(WORK INSTRUCTIONS):
List every field name that appears inside the data record after the JSON string is parsed in the guide on extracting structured data from text.

Extract structured data from text

Real-world data is messy. Log lines contain embedded JSON. CSV fields hide key-value pairs. Network packets wrap multiple protocols. This guide shows you how to extract structured data from text using TQL’s parsing functions, starting simple and building up to complex scenarios.

Parse JSON embedded in strings

The most common parsing task is extracting JSON data from string fields. Let’s start with a simple example:

from {message: "{\"user\": \"alice\", \"action\": \"login\", \"timestamp\": 1234567890}"}
data = message.parse_json()

{
  message: "{\"user\": \"alice\", \"action\": \"login\", \"timestamp\": 1234567890}",
  data: {
    user: "alice",
    action: "login",
    timestamp: 1234567890,
  },
}

The parse_json() function converts the JSON string into a structured record. You can now access nested fields directly:

from {message: "{\"user\": \"alice\", \"action\": \"login\", \"timestamp\": 1234567890}"}
data = message.parse_json()

(DATA):
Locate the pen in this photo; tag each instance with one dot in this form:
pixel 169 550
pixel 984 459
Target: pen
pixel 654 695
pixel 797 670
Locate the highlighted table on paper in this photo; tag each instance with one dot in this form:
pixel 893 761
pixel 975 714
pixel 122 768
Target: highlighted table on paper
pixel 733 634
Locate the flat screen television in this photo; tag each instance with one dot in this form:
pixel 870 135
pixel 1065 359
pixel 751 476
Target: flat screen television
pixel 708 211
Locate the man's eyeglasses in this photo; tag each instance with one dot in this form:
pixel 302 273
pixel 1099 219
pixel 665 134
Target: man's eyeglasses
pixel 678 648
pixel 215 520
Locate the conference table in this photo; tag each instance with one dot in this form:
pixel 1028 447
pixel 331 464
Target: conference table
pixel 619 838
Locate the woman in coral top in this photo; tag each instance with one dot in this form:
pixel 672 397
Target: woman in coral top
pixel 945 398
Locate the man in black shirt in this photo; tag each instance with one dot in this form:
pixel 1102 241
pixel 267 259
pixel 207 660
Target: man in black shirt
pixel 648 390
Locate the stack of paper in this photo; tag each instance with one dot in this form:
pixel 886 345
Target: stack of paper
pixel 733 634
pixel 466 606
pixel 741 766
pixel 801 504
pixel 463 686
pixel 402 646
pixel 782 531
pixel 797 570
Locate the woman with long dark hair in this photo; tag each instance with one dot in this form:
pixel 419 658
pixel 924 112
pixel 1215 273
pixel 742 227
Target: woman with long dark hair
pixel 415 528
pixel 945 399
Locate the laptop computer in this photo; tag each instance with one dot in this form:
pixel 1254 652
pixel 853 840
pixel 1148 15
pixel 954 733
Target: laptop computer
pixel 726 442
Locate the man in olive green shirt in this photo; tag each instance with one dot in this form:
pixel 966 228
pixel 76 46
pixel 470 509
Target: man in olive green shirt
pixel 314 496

(ANSWER FOR THE TASK):
user, action, timestamp